## START Extracted entries
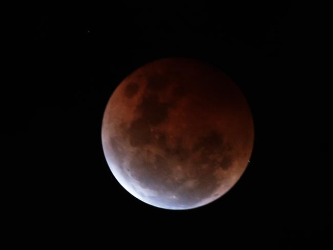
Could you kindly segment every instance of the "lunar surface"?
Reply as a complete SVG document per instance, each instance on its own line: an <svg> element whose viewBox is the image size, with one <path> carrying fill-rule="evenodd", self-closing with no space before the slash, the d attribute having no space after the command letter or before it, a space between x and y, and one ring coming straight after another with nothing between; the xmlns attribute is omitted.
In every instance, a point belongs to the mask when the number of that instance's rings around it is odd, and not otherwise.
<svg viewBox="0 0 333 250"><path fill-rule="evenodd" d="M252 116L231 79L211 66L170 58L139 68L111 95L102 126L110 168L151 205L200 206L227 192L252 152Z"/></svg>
## END Extracted entries
## START Extracted entries
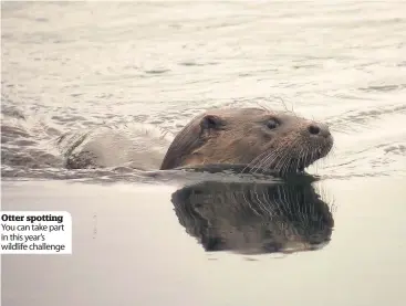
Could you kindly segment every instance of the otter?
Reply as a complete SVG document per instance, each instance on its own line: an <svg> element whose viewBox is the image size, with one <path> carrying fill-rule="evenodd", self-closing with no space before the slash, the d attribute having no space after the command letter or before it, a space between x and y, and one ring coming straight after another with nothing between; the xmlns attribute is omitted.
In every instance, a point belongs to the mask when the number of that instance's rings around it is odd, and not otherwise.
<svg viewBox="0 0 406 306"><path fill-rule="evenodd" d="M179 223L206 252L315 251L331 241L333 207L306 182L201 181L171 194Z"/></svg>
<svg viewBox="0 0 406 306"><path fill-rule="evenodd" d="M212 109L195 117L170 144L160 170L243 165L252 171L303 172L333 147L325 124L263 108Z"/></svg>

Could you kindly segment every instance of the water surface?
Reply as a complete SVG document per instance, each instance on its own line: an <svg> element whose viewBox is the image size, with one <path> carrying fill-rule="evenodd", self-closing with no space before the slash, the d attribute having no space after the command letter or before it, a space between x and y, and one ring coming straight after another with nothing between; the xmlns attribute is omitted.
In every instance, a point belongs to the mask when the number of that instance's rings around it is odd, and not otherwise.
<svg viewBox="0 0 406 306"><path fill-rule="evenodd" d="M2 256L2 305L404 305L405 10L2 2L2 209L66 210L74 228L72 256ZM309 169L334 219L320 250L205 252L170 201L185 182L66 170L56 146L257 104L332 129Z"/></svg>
## END Extracted entries
## START Extracted entries
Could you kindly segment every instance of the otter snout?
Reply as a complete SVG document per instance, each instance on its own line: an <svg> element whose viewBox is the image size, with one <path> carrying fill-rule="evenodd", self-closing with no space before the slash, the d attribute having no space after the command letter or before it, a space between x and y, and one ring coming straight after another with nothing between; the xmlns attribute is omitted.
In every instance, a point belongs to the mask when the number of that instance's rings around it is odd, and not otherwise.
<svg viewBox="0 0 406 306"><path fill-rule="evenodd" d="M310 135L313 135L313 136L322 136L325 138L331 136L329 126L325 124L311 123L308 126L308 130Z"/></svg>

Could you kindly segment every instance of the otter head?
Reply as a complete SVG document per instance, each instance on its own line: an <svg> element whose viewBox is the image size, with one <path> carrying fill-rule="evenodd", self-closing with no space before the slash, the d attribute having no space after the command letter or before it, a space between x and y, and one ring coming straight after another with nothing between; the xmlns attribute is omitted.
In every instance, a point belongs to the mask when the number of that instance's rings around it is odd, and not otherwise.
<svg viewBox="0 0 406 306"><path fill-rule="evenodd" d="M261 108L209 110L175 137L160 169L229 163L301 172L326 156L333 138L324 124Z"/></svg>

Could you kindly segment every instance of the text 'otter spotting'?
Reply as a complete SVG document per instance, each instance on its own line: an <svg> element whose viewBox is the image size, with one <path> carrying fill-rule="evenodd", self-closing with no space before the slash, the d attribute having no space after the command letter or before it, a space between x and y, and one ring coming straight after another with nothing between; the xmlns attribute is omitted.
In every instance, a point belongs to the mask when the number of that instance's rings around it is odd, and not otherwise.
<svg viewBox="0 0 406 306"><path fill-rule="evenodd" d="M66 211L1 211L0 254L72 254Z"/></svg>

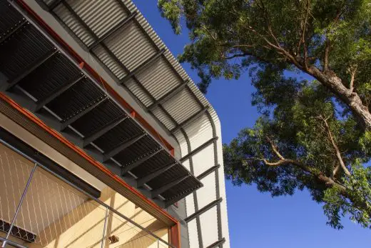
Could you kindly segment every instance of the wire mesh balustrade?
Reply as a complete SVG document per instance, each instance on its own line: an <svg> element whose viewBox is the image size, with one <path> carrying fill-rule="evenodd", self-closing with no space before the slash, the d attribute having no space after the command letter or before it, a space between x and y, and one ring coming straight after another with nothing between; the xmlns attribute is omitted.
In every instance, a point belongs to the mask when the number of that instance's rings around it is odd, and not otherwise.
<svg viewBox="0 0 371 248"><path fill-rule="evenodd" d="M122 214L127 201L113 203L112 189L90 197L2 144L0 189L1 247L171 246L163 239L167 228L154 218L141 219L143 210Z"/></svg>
## END Extracted entries
Given instruction - Copy the material from the line containing "Could you kindly segment every instance of the wire" through the line containing "214L127 201L113 203L112", both included. Substitute "metal railing" for "wire mesh balustrade" and change nothing else.

Response to this task -
Could you kindly segment every instance of the metal railing?
Reply as a complete SVG document per instance, each instance on its own line: an <svg> element whose viewBox is the image size, with one <path> carrying fill-rule="evenodd", self-closing with no space before the slash, the d attribute having no space after the command letter or before it, a space between x and y, and one ring coming straight after another with nothing between; the xmlns attribute is omitted.
In every instance, a point belongs to the mask when the number of that instance's rings around it is odd, and not otherwise.
<svg viewBox="0 0 371 248"><path fill-rule="evenodd" d="M122 214L127 201L113 203L112 189L90 197L2 144L0 189L1 247L171 246L163 239L167 228L154 218L141 219L143 210Z"/></svg>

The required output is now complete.